Work required:
Find the string "below" in the records. Copy every line it appears in.

Stored data:
########################################

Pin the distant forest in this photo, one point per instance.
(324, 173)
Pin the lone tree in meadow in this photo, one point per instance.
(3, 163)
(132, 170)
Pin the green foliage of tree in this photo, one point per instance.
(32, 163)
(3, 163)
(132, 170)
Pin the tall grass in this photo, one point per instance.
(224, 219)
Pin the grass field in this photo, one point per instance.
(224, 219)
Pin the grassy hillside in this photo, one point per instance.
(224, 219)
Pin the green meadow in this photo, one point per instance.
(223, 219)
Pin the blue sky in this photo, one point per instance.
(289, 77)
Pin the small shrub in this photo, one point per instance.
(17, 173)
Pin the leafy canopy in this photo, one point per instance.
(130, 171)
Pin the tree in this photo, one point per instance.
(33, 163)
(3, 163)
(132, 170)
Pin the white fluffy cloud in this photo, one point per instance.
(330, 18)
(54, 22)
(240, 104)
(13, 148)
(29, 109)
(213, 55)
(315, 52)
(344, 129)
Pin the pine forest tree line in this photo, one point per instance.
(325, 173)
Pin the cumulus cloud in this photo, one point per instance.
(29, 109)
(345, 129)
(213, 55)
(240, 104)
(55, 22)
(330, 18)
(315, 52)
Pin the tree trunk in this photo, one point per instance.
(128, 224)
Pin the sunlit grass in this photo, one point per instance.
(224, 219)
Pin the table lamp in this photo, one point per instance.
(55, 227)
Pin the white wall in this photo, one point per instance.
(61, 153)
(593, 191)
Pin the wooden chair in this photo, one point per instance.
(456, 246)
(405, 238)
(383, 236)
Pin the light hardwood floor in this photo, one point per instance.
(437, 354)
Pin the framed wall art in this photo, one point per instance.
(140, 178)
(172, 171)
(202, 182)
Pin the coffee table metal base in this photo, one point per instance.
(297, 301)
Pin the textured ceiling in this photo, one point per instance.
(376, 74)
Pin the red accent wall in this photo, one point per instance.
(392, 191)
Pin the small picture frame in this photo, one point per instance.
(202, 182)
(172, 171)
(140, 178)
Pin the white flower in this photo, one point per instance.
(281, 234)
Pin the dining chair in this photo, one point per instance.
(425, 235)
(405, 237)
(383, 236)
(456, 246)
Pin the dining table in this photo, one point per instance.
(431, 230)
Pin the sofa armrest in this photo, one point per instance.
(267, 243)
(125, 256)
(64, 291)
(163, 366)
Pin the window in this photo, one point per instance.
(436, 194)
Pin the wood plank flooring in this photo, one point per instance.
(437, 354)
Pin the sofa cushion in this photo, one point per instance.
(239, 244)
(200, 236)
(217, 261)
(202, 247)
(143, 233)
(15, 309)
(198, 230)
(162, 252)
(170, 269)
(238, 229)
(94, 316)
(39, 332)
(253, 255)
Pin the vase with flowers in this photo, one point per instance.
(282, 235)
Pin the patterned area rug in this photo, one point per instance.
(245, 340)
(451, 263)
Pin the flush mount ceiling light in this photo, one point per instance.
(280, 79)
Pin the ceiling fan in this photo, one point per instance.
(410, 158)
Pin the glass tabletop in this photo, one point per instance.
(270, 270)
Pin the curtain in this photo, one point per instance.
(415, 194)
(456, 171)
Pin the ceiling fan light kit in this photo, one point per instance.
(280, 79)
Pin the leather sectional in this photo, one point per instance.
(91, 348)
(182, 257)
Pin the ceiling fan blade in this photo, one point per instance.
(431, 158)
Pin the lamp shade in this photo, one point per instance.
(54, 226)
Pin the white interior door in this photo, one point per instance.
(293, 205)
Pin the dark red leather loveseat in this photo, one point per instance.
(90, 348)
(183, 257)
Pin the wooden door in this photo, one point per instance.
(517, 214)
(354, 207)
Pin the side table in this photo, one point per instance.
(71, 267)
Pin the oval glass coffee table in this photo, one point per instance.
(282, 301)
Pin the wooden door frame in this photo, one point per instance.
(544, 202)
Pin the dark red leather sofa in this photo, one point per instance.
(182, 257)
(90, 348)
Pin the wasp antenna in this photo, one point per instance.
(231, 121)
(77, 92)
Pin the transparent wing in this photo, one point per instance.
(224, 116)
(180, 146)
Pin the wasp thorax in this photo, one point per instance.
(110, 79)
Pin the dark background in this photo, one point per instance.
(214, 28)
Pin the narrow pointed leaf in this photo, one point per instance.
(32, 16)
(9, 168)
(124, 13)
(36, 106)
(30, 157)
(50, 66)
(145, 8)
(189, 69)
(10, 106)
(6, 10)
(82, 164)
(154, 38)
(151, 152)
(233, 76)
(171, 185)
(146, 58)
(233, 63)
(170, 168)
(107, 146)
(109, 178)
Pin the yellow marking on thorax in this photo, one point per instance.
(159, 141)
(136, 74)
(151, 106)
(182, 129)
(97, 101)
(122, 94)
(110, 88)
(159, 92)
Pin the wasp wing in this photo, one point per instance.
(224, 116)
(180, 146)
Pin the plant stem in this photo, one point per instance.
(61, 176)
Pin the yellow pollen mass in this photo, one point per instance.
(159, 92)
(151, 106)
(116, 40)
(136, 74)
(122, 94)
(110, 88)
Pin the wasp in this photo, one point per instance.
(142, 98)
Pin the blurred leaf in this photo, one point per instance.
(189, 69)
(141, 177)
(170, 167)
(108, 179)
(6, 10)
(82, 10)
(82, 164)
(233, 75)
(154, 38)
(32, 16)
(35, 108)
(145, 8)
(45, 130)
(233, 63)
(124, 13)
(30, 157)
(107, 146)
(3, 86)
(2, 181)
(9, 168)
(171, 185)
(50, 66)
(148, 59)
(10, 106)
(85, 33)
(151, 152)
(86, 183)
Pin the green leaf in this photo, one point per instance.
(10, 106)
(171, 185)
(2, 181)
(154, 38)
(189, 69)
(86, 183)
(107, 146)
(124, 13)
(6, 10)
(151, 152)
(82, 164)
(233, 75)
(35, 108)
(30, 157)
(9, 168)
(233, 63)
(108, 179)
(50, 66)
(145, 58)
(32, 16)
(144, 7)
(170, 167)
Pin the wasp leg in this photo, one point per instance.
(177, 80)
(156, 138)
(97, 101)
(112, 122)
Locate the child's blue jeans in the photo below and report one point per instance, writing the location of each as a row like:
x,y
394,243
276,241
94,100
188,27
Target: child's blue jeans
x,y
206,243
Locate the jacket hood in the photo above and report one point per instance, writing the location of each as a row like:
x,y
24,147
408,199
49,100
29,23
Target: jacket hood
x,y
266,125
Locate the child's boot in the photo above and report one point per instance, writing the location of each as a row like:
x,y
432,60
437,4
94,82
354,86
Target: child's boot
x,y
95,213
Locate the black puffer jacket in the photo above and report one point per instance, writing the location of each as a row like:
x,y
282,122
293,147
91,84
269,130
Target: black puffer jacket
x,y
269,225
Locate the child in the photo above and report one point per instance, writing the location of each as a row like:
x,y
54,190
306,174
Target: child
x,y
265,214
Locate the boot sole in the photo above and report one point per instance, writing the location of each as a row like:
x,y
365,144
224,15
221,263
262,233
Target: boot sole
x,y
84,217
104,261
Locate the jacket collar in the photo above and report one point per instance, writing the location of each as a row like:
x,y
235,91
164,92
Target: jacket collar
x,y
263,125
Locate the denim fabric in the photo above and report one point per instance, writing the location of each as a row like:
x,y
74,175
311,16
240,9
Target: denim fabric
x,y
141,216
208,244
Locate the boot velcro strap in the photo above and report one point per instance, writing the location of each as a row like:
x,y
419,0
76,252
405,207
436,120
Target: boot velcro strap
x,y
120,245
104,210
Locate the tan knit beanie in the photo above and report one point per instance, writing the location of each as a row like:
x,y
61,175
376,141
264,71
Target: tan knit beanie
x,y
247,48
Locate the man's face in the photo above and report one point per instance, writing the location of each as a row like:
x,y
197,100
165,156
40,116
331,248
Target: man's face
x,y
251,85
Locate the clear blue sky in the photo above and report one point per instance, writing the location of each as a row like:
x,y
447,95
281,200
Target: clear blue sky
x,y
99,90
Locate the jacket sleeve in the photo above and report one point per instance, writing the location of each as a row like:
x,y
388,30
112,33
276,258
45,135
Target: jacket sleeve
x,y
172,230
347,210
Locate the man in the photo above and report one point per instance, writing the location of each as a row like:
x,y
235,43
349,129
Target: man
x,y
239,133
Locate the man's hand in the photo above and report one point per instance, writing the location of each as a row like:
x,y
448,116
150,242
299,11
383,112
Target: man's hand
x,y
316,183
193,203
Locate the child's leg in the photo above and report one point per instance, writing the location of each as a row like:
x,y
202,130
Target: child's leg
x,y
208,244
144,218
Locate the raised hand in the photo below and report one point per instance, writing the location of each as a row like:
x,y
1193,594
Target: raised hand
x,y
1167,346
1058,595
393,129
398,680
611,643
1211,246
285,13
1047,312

########################################

Your solution:
Locate the child's blue jeans in the photo below and report one point per instance, writing the location of each as a row like:
Locate the raised hand in the photo below and report one point per instance, writing the location of each as a row like:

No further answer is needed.